» Stored records:
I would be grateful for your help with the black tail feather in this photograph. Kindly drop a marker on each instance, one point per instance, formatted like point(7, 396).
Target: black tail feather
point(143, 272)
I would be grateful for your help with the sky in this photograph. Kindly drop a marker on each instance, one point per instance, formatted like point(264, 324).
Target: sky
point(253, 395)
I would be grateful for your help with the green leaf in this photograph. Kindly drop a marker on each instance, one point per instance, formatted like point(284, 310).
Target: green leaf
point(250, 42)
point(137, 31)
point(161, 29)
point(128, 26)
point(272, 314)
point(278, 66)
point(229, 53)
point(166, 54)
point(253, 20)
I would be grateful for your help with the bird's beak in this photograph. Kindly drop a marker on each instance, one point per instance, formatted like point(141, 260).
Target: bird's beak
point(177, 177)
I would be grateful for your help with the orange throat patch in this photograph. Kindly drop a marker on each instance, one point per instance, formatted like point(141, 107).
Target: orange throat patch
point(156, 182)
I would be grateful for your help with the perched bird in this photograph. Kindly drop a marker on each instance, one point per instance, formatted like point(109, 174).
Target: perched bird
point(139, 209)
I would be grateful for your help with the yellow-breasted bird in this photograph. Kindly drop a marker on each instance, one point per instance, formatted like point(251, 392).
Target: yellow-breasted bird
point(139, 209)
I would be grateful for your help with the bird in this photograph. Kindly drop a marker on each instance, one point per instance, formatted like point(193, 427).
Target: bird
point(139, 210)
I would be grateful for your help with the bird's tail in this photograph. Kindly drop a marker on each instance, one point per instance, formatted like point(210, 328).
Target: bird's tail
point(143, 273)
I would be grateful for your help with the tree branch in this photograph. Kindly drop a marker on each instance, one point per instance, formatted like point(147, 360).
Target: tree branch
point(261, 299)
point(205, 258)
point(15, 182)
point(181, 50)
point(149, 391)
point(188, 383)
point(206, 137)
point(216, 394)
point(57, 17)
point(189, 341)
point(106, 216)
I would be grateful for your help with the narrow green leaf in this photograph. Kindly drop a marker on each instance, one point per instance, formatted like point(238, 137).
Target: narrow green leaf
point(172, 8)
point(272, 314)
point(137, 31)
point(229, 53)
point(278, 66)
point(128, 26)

» Aim of the exercise: Please write out all of the data above again, switching "Kindly" to "Please" everywhere and keeping every other part unchanged.

» Task result:
I would be grateful for your help with the black tail feather in this photograph. Please drop a marker on each instance, one point per instance, formatted like point(7, 396).
Target: black tail feather
point(143, 272)
I would be grateful for your help with the sky in this photograph. Please drop a marker on each instance, one point per instance, formatted like point(264, 324).
Target: sky
point(253, 395)
I would be grateful for your help with the green leaf in this photograph. Please drop a marker on each instance, one point per instance, formatted like point(284, 310).
Target: green leaf
point(250, 42)
point(137, 31)
point(161, 29)
point(128, 26)
point(272, 314)
point(278, 66)
point(229, 53)
point(166, 54)
point(253, 20)
I would be grateful for your help with the bird's beak in this photograph. Please drop a marker on each instance, one point per instance, formatted like point(141, 260).
Target: bird's beak
point(177, 177)
I would be grateful for your help with the orange throat patch in this photograph. Please drop a marker on each instance, one point per instance, formatted like point(141, 107).
Target: orange throat patch
point(156, 182)
I would be grateful for your help with the perched bird in this photograph. Please drop a marker on each instance, one point per instance, formatted like point(109, 174).
Target: perched bird
point(139, 209)
I would be grateful for your help with the yellow-breasted bird in this photograph. Please drop a marker on each instance, one point per instance, formatted like point(251, 392).
Target: yellow-breasted bird
point(139, 209)
I would be grateful for your help with the bird in this photograph. Please drop a marker on each instance, one point per instance, formatted like point(193, 427).
Target: bird
point(139, 210)
I would be grateful for your help with the bird's tail in this photograph. Please drop a marker on each instance, one point per instance, formatted like point(210, 328).
Target: bird's tail
point(143, 273)
I would be grateful for your help with the tree branch in this photograph. Please drop a marker on each instance, one point per instance, formatted like point(147, 360).
Target: tree branch
point(261, 299)
point(205, 258)
point(15, 182)
point(181, 50)
point(149, 391)
point(188, 383)
point(206, 137)
point(216, 394)
point(57, 17)
point(189, 341)
point(106, 216)
I would be grateful for your help with the narrow green leaf in this photograph. Please drop a marker on each instance, one point per instance, formatted like point(238, 137).
Target: narrow green leaf
point(172, 8)
point(272, 314)
point(137, 31)
point(229, 53)
point(278, 66)
point(128, 26)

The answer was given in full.